El
Génesis prohíbe a Adán saber, y su desobediencia es castigada con la expulsión
del fértil paraíso y la infelicidad de la existencia. En Egipto, Tahótep decretó que un hijo no supiera
más que el padre, estancándose así el conocimiento. Porque enseñó a pensar, Sócrates fue asesinado mediante el
suicidio. Platón llegó a quemar
cuantos escritos contradecían sus proposiciones. La Gran Inquisición daba la
muerte a quienes cuestionaban sus dictados. Giordano y Galileo
fueron mártires, cada uno a su modo, de la ciencia. Incluso en El Quijote, que es modelo de templanza,
se expurgan en la hoguera los libros que disgustan a Cervantes. Los nazis arrancaban de la Historia las páginas que no
les convenían. En Farenheit, de Bradbury, los libros son quemados y
sólo la memoria de algunos hombres salva su usufructo. ¿Por qué este universal
miedo al saber?
Dice Milton,
por voz de Satanás, que la ignorancia da felicidad. El público del siglo XVII
adoraba a Molière y a Calderón. ¿Por qué no se conocen hoy
sino porque el saber está desprestigiado? Pero no hay mayor dicha que entender
la propia identidad y la del mundo. La ignorancia convierte al hombre en
siervo, mientras que sólo el que comprende es libre y transforma el destino en
voluntad. Porque el destino es concatenación de causas y de efectos; de manera
que si pulimentamos su engranaje con el conocimiento no habrá azar ni terrible
ananké que nos someta. David Copperfield cuenta así su vida: “Si seré o no seré
el protagonista de esta historia no puedo decidirlo…”. Pero el destino es
nuestra decisión y no hay más fuerza que la voluntad. La maleta del viaje de la
vida debe llenarse con conocimientos, ya que el saber potencia las virtudes y
el anhelo de autosuperación. “No es un hombre más que otro si no hace más que
otro”, advierte Don Quijote. ¿No acaba así con las aristocracias e impone la
nobleza del saber? La estatura de un hombre no termina allí donde termina su
cabeza, sino allá donde llega con su mente.

◆ Filas de datos:
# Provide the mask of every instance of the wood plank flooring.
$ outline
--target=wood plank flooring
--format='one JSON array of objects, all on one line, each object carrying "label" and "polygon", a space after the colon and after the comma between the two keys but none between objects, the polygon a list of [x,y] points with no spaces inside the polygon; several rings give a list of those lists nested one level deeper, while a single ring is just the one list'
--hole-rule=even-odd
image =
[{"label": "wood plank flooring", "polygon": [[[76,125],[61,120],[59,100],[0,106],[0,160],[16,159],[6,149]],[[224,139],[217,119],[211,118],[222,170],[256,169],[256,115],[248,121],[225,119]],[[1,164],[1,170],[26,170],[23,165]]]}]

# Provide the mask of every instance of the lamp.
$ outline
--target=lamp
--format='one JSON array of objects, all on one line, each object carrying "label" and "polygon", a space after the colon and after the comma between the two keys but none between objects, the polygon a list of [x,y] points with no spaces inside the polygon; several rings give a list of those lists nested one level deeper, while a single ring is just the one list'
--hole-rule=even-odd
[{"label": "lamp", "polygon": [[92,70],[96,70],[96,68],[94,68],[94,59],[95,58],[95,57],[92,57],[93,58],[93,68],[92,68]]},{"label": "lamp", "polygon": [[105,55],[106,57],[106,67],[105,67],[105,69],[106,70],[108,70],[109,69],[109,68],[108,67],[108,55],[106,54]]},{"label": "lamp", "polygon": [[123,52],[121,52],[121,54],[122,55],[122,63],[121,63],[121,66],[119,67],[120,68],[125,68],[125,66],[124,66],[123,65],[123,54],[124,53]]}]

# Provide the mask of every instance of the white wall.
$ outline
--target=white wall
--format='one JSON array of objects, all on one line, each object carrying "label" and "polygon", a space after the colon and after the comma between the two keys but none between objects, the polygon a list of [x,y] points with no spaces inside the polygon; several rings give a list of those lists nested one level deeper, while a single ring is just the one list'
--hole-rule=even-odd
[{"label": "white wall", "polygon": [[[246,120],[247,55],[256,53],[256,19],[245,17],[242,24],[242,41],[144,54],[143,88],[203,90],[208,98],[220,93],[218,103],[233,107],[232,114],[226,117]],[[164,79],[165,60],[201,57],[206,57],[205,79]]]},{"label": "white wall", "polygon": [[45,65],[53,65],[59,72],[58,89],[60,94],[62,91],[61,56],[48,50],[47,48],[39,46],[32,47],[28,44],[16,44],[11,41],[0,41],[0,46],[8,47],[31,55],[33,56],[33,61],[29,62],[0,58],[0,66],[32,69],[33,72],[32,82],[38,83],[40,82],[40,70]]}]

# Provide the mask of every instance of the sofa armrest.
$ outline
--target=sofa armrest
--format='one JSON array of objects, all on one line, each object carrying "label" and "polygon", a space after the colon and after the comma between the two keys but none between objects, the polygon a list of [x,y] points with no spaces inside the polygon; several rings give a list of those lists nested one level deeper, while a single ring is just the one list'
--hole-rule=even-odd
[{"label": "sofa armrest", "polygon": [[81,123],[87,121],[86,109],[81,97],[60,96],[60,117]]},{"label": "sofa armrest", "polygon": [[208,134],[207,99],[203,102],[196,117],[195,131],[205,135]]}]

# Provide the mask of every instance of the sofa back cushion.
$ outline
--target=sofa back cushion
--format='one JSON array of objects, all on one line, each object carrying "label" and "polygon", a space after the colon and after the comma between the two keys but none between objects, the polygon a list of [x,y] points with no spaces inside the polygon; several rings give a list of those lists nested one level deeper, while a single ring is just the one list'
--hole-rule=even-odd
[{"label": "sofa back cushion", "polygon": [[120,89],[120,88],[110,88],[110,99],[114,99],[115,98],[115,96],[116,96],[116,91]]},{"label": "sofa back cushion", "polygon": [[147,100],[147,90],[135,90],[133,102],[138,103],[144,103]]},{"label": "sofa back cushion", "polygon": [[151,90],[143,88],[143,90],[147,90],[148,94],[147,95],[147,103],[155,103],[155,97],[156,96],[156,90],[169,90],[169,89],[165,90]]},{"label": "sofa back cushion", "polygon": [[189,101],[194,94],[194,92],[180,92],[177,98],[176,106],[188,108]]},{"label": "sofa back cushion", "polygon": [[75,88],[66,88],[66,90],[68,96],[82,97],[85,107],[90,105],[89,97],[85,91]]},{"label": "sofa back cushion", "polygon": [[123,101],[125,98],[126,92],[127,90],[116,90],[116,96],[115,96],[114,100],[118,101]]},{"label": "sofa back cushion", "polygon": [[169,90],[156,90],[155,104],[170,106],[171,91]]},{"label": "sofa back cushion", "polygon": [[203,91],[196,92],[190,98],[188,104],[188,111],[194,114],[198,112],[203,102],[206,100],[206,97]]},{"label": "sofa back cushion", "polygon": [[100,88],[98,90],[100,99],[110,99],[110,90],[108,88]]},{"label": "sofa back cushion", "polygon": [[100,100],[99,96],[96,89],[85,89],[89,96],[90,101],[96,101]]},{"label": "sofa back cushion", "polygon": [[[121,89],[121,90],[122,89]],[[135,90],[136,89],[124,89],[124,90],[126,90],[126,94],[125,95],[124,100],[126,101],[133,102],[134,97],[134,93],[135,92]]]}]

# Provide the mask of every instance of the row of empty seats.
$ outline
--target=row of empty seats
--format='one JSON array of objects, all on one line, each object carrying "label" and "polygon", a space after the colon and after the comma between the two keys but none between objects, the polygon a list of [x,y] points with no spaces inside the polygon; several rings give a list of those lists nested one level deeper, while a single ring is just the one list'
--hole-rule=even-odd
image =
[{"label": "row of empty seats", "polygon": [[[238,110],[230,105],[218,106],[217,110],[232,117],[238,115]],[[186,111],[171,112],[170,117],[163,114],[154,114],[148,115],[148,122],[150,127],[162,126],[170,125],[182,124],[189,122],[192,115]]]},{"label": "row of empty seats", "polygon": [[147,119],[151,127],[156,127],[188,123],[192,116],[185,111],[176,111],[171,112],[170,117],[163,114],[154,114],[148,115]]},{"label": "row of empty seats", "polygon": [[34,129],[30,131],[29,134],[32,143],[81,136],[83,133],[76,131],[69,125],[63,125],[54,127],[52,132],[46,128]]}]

◆ Problema A:
En el fragmento sobre el miedo al saber, ¿qué decretó Tahótep en Egipto?
◆ Problema B:
Prolonga el fragmento sobre el miedo al saber a partir de su última oración.

◆ Respuesta A:
Que un hijo no supiera más que el padre.

◆ Respuesta B:
Un
buen libro es tan solamente aquel que no queremos que se acabe y del que
salimos mucho más inteligentes, más sabios de nosotros y del mundo, necesitados
de reabrirlo porque nos enriquece sin envilecernos con sus vulgaridades
ingeniosas. Es la más poderosa arma pacífica, pues no destruye, sino que
construye.
Y por eso,
a pesar de las torturas, persecuciones, muertes y ostracismos, el hombre se
sumerge entre legajos, códices, pergaminos, manuscritos: para que el universo
se comprenda con la razón y con el corazón y la vida sea un mundo solidario en
el que brille el himno y la alegría por ser dueños de nuestras existencias. Quevedo, pues, prefiere retirarse del
mundanal bullicio y sus mentiras “con pocos, pero doctos, libros juntos” para,
como Descartes, conversar con las
plumas egregias del pasado y almacenar así sabiduría con la que alimentar
cualquier futuro. Y Lope escoge al
fin por compañía “dos libros, tres pinturas, cuatro flores”. Montaigne, Emerson, Shakespeare, Dostoiewski diseccionan el yo
individual; y el yo social, Balzac, Dickens o Hugo… Quien quiera ser dichoso que conjugue humanismo, idealismo y
cientifismo.
Muchos
son los que en sus ensoñaciones ven en la biblioteca un paraíso. Y es que, a
pesar de las contraculturas, en un lugar de un libro siempre espera una frase
salvífica que otorga sentido jubiloso a la existencia: una
razón para seguir viviendo.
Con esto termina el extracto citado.